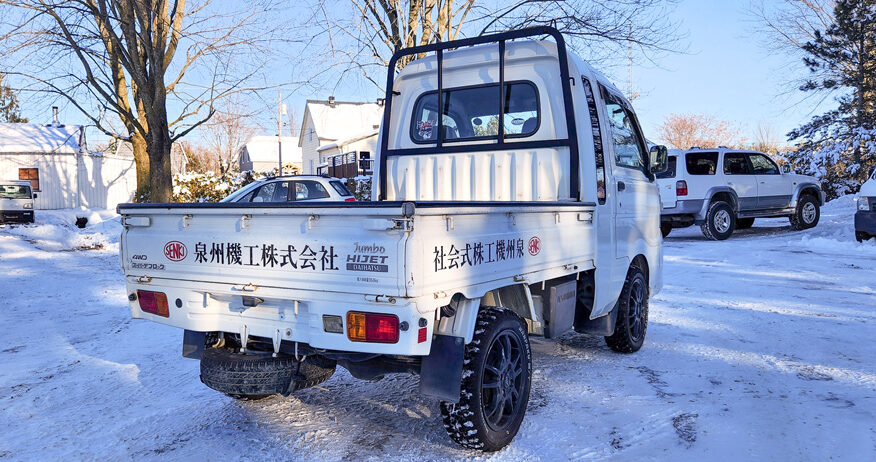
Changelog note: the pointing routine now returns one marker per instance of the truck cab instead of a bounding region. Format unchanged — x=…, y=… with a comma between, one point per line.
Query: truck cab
x=514, y=196
x=16, y=202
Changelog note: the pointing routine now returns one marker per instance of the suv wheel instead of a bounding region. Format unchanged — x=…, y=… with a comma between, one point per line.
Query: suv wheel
x=632, y=314
x=807, y=214
x=497, y=376
x=720, y=221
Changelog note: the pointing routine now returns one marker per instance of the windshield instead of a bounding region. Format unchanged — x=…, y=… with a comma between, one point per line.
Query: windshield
x=14, y=191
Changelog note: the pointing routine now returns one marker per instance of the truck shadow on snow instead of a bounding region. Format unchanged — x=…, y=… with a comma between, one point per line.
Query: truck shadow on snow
x=692, y=234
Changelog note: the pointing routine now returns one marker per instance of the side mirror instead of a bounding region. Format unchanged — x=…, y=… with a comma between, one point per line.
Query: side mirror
x=659, y=157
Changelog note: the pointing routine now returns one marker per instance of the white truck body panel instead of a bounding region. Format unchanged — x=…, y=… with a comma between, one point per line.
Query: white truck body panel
x=410, y=272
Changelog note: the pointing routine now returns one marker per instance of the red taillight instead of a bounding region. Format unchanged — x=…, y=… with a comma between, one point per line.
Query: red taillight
x=153, y=302
x=372, y=327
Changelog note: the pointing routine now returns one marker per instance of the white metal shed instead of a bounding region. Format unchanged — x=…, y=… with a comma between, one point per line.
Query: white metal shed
x=63, y=173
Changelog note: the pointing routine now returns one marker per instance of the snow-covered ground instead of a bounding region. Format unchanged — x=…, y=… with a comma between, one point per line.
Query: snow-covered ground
x=759, y=348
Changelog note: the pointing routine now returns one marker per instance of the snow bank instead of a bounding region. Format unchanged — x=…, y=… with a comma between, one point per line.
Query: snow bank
x=57, y=230
x=836, y=230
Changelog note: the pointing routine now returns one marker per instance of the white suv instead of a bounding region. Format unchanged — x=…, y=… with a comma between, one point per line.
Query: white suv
x=724, y=189
x=293, y=189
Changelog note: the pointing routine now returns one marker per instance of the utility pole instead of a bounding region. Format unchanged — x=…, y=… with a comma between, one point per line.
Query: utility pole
x=281, y=111
x=630, y=94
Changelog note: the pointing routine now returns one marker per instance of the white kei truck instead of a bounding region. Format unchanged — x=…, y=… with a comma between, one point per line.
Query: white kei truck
x=529, y=207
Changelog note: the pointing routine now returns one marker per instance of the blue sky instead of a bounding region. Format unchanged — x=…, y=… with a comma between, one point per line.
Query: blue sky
x=727, y=71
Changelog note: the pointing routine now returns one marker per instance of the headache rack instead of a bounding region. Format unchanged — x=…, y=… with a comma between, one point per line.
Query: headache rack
x=571, y=140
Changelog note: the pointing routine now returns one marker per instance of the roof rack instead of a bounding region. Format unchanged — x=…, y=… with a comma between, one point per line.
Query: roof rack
x=571, y=140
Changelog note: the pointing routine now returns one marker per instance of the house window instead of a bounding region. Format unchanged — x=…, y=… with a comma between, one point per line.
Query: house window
x=32, y=175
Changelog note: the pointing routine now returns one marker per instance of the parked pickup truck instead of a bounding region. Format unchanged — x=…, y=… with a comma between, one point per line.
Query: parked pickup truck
x=529, y=207
x=16, y=202
x=865, y=216
x=723, y=189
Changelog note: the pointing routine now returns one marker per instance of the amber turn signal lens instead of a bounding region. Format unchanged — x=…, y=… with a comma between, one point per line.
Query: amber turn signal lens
x=372, y=327
x=153, y=303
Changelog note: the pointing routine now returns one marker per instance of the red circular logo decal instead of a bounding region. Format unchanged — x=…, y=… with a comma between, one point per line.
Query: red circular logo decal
x=534, y=246
x=175, y=251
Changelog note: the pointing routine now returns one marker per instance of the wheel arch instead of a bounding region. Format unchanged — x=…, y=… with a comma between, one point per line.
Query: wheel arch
x=808, y=188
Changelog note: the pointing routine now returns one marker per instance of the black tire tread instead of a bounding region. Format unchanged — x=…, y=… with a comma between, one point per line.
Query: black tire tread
x=458, y=418
x=256, y=375
x=796, y=218
x=707, y=226
x=619, y=341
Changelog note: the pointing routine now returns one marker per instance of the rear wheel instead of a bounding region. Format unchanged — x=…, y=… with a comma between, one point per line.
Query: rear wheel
x=807, y=214
x=720, y=221
x=632, y=314
x=495, y=386
x=744, y=223
x=665, y=229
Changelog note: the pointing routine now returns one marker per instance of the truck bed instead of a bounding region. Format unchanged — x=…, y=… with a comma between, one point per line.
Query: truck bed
x=379, y=248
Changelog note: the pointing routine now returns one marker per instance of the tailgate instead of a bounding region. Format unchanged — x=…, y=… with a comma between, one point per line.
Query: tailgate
x=338, y=250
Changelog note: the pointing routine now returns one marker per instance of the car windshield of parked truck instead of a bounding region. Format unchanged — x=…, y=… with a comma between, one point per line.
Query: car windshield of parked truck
x=763, y=165
x=471, y=113
x=14, y=191
x=735, y=164
x=701, y=163
x=671, y=162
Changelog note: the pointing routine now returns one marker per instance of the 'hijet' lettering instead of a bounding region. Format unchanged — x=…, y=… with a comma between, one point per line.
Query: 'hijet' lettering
x=288, y=256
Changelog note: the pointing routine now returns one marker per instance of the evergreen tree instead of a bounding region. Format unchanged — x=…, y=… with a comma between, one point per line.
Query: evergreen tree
x=838, y=146
x=9, y=110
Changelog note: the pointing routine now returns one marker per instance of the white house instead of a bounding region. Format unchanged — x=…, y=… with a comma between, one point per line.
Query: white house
x=63, y=173
x=328, y=122
x=261, y=153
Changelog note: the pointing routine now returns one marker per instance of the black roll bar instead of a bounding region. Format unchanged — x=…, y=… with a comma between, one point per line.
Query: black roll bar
x=571, y=141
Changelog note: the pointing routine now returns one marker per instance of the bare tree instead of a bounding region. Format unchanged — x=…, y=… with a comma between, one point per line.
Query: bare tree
x=682, y=131
x=364, y=42
x=159, y=66
x=227, y=132
x=9, y=110
x=765, y=139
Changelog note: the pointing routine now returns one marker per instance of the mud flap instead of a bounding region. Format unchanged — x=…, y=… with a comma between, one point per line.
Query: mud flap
x=193, y=344
x=603, y=325
x=441, y=371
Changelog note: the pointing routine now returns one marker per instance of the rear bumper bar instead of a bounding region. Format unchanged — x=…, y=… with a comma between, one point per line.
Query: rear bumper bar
x=285, y=314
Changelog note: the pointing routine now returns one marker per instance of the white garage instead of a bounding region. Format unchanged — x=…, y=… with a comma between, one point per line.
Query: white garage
x=62, y=171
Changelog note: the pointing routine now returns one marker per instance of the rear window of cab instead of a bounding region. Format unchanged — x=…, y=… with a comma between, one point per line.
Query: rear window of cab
x=472, y=113
x=701, y=163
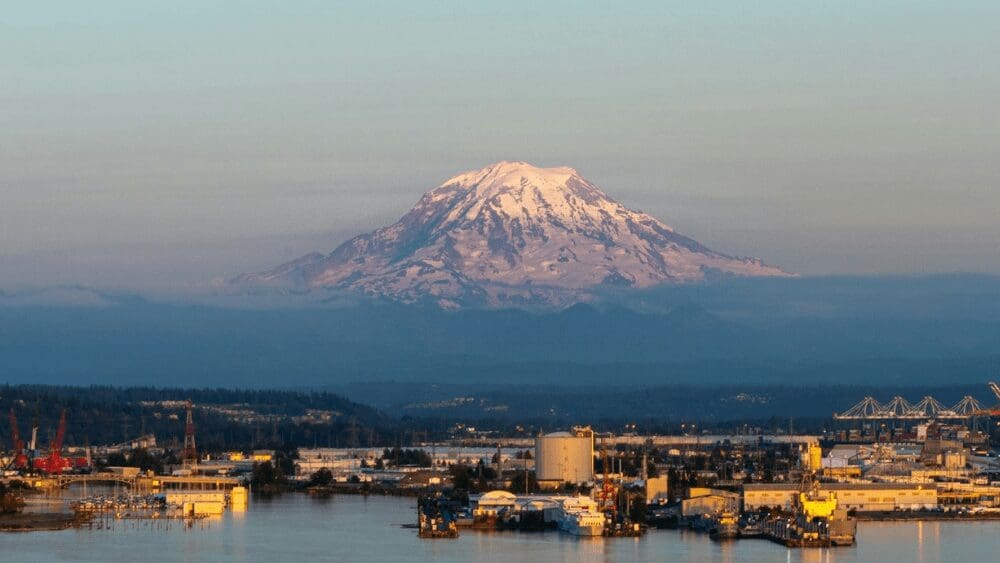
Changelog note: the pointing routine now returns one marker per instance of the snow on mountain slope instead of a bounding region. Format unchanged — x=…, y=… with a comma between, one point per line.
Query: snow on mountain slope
x=511, y=234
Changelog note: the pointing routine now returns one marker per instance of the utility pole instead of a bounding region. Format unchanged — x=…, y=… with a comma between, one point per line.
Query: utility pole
x=190, y=457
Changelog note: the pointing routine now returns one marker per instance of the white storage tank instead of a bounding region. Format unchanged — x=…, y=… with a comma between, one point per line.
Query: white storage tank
x=563, y=457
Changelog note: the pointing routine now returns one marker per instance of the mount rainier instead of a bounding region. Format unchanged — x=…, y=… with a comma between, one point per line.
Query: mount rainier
x=506, y=235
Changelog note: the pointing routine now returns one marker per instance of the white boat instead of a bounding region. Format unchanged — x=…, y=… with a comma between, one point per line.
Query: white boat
x=581, y=517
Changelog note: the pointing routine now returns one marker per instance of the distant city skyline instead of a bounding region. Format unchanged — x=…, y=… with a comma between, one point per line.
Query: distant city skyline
x=156, y=146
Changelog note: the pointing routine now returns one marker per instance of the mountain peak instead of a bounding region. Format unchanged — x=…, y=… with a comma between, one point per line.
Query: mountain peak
x=508, y=234
x=512, y=173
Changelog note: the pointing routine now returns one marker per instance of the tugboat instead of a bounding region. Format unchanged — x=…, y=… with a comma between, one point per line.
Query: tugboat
x=724, y=526
x=435, y=519
x=581, y=517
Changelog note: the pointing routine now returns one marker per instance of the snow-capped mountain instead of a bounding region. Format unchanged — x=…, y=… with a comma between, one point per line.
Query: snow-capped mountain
x=509, y=234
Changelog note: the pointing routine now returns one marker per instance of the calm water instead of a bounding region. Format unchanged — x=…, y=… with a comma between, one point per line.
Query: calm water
x=295, y=527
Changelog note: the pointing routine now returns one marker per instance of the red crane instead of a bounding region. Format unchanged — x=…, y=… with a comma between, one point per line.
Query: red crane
x=55, y=462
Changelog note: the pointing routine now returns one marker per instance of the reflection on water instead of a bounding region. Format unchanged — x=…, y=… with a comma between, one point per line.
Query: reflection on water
x=352, y=528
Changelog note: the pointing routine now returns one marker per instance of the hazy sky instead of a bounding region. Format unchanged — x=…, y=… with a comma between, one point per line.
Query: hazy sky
x=154, y=143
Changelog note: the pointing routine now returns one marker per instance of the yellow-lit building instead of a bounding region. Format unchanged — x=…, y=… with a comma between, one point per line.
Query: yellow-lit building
x=262, y=455
x=702, y=501
x=863, y=497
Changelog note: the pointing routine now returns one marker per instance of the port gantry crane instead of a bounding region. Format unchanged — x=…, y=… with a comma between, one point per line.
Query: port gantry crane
x=899, y=408
x=995, y=409
x=928, y=408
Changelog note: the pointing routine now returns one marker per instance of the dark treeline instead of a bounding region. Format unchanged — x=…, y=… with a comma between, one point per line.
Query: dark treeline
x=107, y=415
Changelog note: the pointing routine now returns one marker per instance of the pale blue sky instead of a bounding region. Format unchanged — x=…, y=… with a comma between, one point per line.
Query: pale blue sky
x=158, y=143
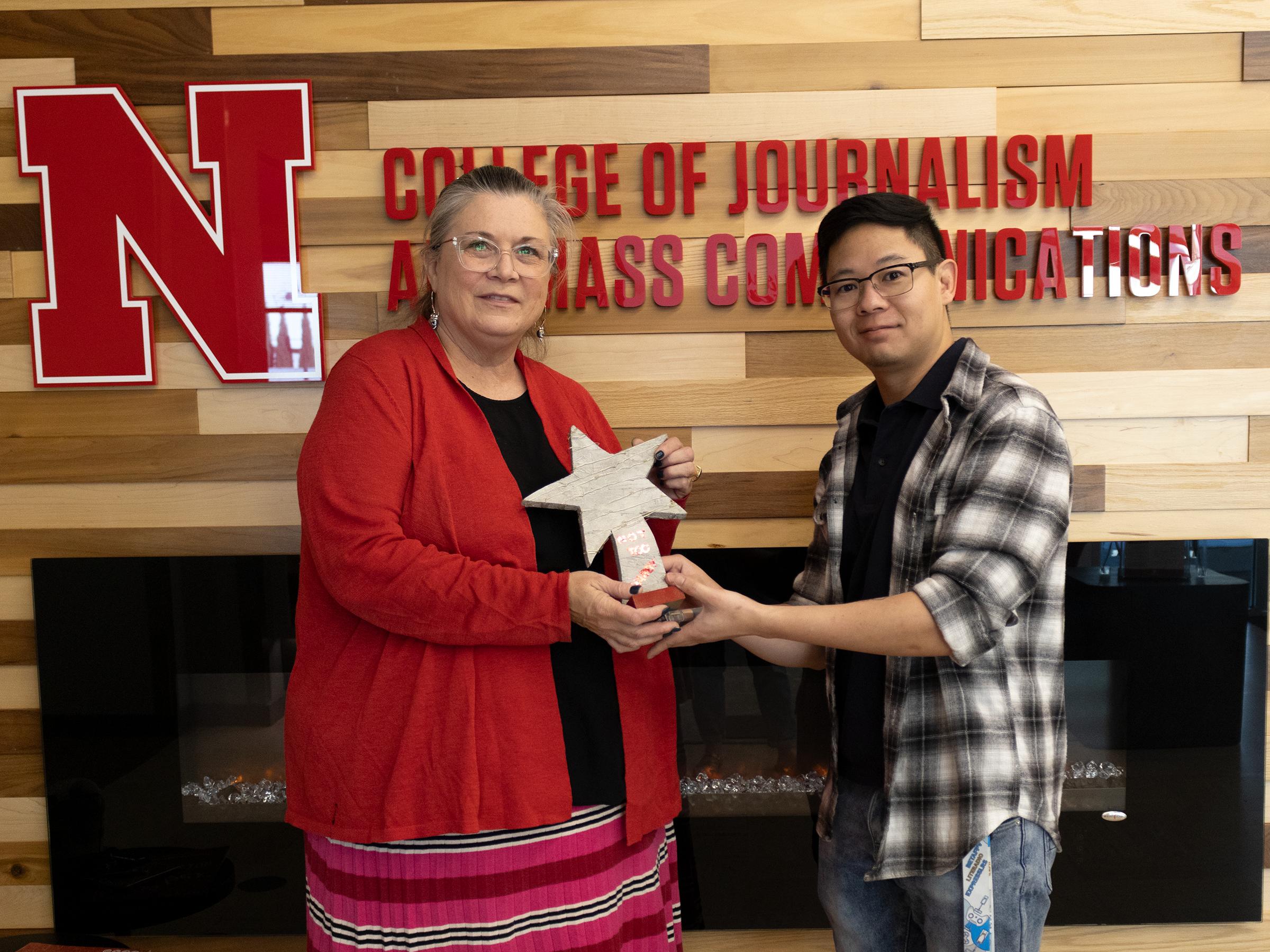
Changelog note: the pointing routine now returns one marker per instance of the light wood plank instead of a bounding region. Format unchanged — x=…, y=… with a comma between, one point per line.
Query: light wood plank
x=33, y=72
x=685, y=119
x=761, y=448
x=1250, y=304
x=16, y=598
x=1039, y=349
x=79, y=413
x=655, y=357
x=20, y=687
x=569, y=23
x=24, y=865
x=178, y=366
x=742, y=533
x=1155, y=394
x=131, y=4
x=27, y=906
x=812, y=400
x=1188, y=486
x=1205, y=201
x=1195, y=440
x=1180, y=440
x=20, y=546
x=22, y=820
x=1032, y=219
x=954, y=20
x=975, y=62
x=1179, y=523
x=252, y=410
x=148, y=504
x=1259, y=440
x=1180, y=155
x=1176, y=107
x=149, y=459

********************

▸ EXERCISE
Starting at the beginning of the entries and ending at the line that contains "x=659, y=157", replace "bounding region" with "bounding box" and give those lines again with everything else unchanged. Leave the pictures out of your answer.

▸ SOLUTION TO THIS TASK
Changelog note: the pointing routine now returns one marker per instance of the truck cab instead of a bounding box. Format unchanged — x=…, y=… with a comma between, one point per line.
Query: truck cab
x=514, y=196
x=16, y=202
Changelog note: the pointing routine now returns one marker per instance of the suv wheel instead of a bounding box. Format unchanged — x=…, y=… with a comma between, one point per line.
Query: suv wheel
x=632, y=314
x=807, y=214
x=497, y=376
x=720, y=221
Changelog note: the pointing routine now returns one marker per instance of the windshield instead of a bounding box. Format unchanged — x=…, y=… with a comma between, one point per line.
Query: windshield
x=14, y=191
Changelog note: the pointing routine now returns one marker per instance of the truck shadow on snow instead of a bounding box. Format unchanged — x=…, y=… with a comma between, one point per line.
Query: truck shadow on snow
x=692, y=234
Changelog note: the pointing routine now returns one marker per instance of the side mirror instead of a bounding box. Format unchanged — x=…, y=… with a comma between, one point per line.
Query: side mirror
x=659, y=157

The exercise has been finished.